• Input records
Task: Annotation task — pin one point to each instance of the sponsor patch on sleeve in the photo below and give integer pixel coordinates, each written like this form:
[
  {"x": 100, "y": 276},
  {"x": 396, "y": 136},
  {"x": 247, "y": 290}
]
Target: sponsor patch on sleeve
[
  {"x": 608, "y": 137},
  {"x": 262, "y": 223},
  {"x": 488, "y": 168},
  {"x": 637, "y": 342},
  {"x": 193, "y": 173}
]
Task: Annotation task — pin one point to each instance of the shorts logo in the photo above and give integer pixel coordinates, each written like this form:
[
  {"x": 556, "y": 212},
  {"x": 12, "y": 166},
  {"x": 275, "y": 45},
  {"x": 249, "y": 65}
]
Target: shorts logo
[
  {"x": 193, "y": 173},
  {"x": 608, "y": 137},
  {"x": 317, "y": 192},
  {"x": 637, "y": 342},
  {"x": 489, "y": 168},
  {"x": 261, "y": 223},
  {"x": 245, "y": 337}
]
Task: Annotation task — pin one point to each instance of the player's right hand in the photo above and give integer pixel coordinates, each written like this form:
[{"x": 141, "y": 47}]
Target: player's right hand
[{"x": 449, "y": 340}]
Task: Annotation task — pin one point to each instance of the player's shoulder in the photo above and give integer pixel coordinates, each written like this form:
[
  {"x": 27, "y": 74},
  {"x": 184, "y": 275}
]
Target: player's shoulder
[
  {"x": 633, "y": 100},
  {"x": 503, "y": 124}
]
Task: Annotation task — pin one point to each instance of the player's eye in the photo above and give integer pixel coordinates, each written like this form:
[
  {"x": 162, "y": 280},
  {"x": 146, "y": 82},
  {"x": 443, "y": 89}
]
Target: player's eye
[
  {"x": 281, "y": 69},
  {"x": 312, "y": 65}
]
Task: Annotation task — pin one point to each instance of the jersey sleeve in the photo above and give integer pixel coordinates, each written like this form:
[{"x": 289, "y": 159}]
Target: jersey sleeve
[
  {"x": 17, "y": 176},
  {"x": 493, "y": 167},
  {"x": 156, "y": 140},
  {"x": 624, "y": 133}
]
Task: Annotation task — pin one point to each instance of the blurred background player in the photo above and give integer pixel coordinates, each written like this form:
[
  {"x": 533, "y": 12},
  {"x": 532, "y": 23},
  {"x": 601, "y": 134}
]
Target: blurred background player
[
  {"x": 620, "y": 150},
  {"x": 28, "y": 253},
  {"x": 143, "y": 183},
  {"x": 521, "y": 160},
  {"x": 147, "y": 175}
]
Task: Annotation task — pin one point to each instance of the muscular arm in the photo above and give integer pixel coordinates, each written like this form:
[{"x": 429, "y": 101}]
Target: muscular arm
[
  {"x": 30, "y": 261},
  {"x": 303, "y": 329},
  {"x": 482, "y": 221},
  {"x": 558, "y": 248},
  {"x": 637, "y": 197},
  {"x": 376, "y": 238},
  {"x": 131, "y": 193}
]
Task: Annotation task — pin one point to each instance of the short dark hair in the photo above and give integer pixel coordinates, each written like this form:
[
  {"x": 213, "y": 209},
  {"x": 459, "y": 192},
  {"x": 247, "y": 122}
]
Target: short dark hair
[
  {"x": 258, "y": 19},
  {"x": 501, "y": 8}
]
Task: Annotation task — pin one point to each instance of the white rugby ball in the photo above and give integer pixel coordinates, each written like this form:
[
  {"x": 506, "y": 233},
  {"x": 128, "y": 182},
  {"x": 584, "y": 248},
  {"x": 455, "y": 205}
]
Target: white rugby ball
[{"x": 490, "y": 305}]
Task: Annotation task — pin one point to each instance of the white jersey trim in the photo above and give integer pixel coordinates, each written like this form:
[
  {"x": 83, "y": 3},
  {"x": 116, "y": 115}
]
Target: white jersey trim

• Task to complete
As you read the records above, find each line that contains "trim" and copy it.

• Answer section
Task: Annotation task — pin one point to each instance of the white jersey trim in the photo above and give integer pixel coordinates, each written like this form:
Target: white jersey trim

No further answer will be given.